▶ 抜粋本文:
今の従軍慰安婦問題 | あらかんスクラップブック

あらかんスクラップブック

60代の哀歓こもごも

8日、韓国のソウル中央地裁が、旧日本軍の元従軍慰安婦に対する賠償を日本政府に命じた。 12人の元従軍慰安婦の原告に対し、1人当たり1億ウォン(950万円)の支払いを求める判決。

加藤官房長官は、「(判決は)断じて受け入れられない」とすぐ、韓国政府に抗議した。

 

 

「あぁ、またか。くすぶっているね」と、なんとなく不愉快な思いをしている人が多い。 それに、従軍慰安婦のハナシは、家族や周辺の人と気軽に話す話題でもない。めんどくさいやつだと思われるだけ。

 

80年近く前のことなど、もう考えなくていいんじゃないかと思っても、

「くすぶりつづけている」ということは、現在の問題なのだ。

戦後、この問題がどう扱われてきたかくらいは知っておきたい。 私も改めて確認してみた。

 

よく、日本が韓国を植民地にした時代の謝罪や賠償は、1965年の日韓基本条約と請求権協定で解決済みといわれる。 補償金をだしたのだから、いまさら金のことでグズグズ言うな…なんて、今どきの高校生が言う。 当時の韓国政府が自国の戦争被害者にそのお金を使わないで、他に使ったんだろうなんてことを言う人もいる。

 

従軍慰安婦問題は、1991年に被害当事者の衝撃的な証言が出るまでは、私たちも知らなかったし、政府も手をつけてこなかった。

元従軍慰安婦たちが、日本政府に保障を求めて、日本の裁判所に提訴した。この慰安婦問題は、国家が犯した人道的な犯罪問題で、謝罪と賠償を求められた。

 65年の請求権の植民地時代の経済的損失では解決できない問題とされ、それを受けて、当時の宮沢内閣が調査をし、

1993年に河野洋平官房長官が談話を発表(河野談話)。

「慰安所は当時の軍当局の要請により設営され、その設置、管理、慰安婦の移送については、旧日本軍が直接、あるいは間接に関与した。

慰安婦の募集については、軍の要請を受けた業者が当たったが、その際に、甘言、強圧など本人の意思に反して集められたり、官憲などが加担したこともあった。」

そして、「当時の軍の関与の下に、多数の女性の名誉と尊厳を深く傷つけた。心からのお詫びと反省の気持ちを表明する」

これが、日本政府の公式見解とされた。

 

1995年には、閣議決定を受けた村山富市首相の戦後50周年の

村山談話植民地支配と侵略によって諸国民に多大の損害と苦痛を与えたことを再確認し謝罪を表明。

民間団体や個人から募金をし、元従軍慰安婦に一時金を払うという

「女性のためのアジア平和国民基金」を発足させた。

▶ 課題 1: 従軍慰安婦問題の本文に名前が出てくる人物をすべて挙げよ。
▶ 課題 2: 従軍慰安婦問題の本文を、最後の文の続きから書き継げ。

(物体位置のアノテーションデータ)
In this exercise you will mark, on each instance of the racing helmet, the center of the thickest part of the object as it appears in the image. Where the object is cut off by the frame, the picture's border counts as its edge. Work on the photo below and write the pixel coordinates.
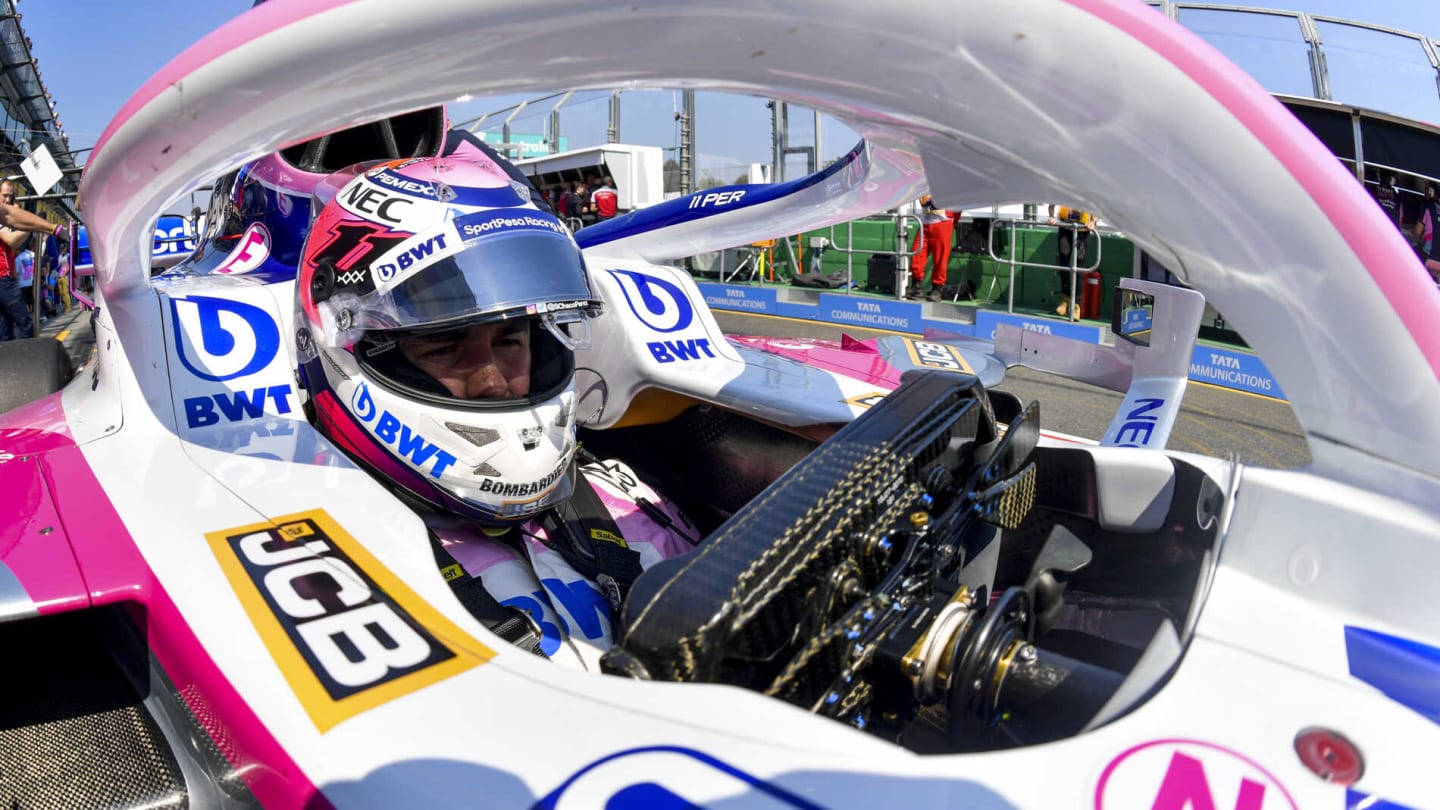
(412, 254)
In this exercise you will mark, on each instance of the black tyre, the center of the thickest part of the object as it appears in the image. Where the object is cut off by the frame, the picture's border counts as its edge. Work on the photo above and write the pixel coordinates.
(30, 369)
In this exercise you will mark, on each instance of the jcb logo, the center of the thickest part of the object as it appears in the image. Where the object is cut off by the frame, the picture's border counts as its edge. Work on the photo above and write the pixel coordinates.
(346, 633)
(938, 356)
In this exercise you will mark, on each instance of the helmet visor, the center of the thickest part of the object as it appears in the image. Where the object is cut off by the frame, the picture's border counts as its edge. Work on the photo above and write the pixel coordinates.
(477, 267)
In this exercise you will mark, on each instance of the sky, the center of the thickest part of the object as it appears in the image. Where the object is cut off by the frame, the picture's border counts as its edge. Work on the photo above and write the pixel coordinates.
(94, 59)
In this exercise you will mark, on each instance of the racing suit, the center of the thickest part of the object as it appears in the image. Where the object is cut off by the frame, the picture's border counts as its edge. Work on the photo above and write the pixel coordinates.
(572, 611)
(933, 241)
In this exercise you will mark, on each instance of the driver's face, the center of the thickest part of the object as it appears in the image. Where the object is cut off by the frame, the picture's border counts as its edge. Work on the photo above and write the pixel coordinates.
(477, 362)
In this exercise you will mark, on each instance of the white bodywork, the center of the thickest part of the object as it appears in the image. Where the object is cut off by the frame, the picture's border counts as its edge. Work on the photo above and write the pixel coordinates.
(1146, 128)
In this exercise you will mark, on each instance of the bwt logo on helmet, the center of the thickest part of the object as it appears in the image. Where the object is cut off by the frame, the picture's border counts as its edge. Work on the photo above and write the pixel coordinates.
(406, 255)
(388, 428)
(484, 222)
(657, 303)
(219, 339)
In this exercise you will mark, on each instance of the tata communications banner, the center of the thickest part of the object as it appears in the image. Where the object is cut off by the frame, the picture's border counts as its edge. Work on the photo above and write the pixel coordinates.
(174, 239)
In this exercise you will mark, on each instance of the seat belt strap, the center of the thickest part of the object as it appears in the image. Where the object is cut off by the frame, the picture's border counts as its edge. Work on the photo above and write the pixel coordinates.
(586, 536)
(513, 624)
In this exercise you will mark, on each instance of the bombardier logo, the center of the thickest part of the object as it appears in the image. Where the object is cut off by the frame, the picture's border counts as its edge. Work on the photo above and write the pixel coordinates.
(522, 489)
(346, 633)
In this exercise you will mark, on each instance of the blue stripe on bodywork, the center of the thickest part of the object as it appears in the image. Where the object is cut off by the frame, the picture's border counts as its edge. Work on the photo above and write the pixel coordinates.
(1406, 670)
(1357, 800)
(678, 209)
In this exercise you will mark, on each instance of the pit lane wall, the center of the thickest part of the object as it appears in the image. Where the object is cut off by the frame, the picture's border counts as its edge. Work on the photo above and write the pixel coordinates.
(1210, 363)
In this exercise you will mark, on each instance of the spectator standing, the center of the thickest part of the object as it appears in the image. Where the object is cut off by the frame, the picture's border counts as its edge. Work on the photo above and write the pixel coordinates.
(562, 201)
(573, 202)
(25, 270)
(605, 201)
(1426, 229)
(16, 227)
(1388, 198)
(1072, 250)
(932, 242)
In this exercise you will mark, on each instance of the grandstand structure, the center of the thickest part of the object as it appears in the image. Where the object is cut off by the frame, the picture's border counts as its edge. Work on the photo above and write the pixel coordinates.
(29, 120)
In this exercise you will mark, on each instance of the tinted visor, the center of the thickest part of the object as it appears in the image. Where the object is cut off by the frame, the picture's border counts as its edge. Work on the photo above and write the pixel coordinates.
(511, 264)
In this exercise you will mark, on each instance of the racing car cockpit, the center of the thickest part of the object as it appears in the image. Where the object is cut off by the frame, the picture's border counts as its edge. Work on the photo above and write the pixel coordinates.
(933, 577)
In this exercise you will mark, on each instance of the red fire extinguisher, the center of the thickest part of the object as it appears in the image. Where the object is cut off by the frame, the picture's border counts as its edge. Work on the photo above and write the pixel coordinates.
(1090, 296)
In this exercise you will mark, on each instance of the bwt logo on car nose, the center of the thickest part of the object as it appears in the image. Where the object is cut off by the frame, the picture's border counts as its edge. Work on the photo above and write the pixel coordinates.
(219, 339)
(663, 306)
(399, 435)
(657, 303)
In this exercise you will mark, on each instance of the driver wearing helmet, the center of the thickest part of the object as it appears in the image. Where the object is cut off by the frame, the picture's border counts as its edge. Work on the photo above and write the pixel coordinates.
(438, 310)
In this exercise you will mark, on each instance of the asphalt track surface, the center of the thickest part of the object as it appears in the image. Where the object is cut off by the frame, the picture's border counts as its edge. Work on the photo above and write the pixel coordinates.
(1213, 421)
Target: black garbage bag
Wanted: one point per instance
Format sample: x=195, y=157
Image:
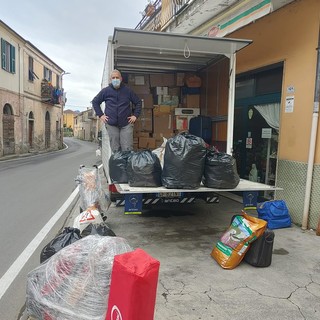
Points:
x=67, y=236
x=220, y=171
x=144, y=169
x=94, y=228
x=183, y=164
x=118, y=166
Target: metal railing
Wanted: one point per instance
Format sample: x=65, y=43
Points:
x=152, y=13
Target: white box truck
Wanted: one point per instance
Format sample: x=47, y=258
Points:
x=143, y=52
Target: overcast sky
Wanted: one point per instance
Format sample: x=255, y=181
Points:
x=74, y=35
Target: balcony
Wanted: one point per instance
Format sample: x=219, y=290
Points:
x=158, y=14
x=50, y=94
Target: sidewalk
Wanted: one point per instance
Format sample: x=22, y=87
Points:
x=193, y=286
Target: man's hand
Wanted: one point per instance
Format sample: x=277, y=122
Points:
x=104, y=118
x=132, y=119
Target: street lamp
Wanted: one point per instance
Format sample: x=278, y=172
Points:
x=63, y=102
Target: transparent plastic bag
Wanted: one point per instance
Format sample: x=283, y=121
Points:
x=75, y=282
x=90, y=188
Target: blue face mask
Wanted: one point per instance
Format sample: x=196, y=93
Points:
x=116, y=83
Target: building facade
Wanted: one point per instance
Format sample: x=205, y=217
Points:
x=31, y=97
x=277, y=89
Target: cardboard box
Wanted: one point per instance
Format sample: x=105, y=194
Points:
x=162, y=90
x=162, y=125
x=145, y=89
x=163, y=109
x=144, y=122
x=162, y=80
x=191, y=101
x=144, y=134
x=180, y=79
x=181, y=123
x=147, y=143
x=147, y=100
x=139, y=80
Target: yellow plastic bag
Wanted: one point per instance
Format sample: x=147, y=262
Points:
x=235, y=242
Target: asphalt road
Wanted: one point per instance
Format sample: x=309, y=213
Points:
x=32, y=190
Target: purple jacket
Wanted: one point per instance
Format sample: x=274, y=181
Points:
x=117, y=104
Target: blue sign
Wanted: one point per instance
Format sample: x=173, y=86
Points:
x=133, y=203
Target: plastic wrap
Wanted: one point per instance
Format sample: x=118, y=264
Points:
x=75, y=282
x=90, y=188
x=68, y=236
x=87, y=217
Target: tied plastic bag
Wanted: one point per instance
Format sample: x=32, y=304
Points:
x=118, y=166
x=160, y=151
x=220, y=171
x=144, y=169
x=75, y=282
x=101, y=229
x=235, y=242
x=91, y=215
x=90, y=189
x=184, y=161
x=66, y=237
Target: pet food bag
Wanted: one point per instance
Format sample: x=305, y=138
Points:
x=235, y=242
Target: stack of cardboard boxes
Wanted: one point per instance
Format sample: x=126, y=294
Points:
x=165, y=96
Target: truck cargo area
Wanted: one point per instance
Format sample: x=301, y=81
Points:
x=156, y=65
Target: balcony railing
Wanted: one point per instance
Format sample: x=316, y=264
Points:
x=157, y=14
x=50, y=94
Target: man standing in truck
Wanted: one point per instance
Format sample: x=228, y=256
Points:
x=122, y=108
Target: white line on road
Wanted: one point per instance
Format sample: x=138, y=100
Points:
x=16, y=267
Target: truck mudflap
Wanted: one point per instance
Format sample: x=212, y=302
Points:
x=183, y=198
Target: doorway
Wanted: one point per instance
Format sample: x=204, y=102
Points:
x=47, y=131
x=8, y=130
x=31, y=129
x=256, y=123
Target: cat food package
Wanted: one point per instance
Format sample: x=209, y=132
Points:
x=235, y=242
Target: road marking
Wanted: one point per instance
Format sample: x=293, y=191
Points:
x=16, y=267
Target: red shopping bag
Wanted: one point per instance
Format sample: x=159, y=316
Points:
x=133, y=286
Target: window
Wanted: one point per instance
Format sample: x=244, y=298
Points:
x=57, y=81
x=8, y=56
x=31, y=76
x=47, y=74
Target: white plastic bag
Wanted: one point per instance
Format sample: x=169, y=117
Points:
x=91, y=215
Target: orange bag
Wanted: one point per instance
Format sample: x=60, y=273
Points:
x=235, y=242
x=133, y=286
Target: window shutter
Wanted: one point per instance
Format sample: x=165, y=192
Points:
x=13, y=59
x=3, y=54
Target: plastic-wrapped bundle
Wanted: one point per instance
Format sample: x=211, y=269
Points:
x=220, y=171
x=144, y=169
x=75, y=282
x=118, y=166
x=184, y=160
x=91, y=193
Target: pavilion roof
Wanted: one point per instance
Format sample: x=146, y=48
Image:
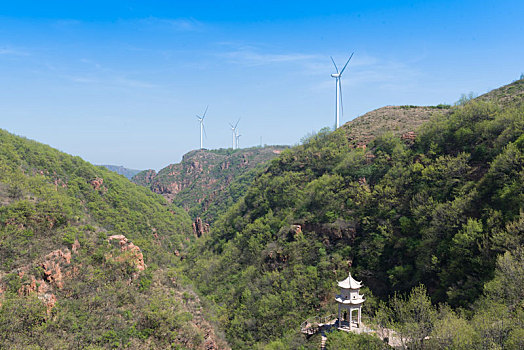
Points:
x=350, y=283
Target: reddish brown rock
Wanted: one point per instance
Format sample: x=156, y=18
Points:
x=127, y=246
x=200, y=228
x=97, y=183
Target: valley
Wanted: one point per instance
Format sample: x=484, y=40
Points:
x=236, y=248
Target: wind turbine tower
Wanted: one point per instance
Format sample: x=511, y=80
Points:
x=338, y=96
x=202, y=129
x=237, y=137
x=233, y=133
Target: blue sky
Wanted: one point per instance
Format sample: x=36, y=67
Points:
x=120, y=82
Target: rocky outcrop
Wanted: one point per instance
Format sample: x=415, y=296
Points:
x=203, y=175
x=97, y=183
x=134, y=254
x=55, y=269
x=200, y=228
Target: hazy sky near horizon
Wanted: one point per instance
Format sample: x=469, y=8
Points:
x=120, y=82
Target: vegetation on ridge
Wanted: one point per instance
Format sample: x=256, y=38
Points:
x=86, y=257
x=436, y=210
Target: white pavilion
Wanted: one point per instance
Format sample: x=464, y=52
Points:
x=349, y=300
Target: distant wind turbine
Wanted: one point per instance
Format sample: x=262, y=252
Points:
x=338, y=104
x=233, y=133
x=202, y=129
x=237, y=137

▶ 最終結果 1: 加藤官房長官、宮沢（宮沢内閣）、河野洋平、村山富市

▶ 最終結果 2:
 

以後の歴代内閣は河野、村山談話を堅持してきた。が…、

 

2012年の安倍晋三内閣は、河野談話の見直しを繰り返し表明し、調査チームを発足させた。靖国神社参拝、憲法改正、尖閣諸島問題で緊張が強まったこともあって、慰安婦問題が日韓で再び問題化する。

 

国際社会では、国連人権委員会のタマラスワミ報告もあり、従軍慰安婦問題は女性の普遍的な人権問題であるとの見方が、完全に定着している。

 

2014年、アメリカのオバマ大統領は、米日韓の首脳会談(韓国は朴槿恵大統領)をやり、安倍首相は、「安倍内閣で河野談話を見直すことはしない」、「歴史に対してわれわれは謙虚でなければならない」、「慰安婦問題については、筆舌に尽くしがたいつらい思いをされた方々のことを思い、非常に心が痛む」と発言する饒舌ぶり。

 

2020年、スガ政権は、「河野談話は見直さない」としているが、今回の判決に対しては、「強い懸念」を示している。
いくら強い懸念を示しても、「少女の像」が世界各地で受け入れられているのは、人道上の問題として日本政府がきちんと認めていないのではないかと思う。
 
 
私たちは、韓国の人たちに対して、「従軍慰安婦のことは聞かないで。それは私の責任ではないし、私は国の代表ではない。国がどんな仕打ちをしようと、私が負うべき責任ではない。迷惑なんだよ」と言えるだろうか? それほど、戦争中の韓国の状況、従軍慰安婦とされた女性たちについて考えたことがあるのだろうか?
今も心が痛むとすれば、なぜか? 戦後50年もこの問題を語ることができなかった元従軍慰安婦の女性たちは、「敵に身体を許すなんて」と、自国の儒教的価値観に二重に迫害を受けていた。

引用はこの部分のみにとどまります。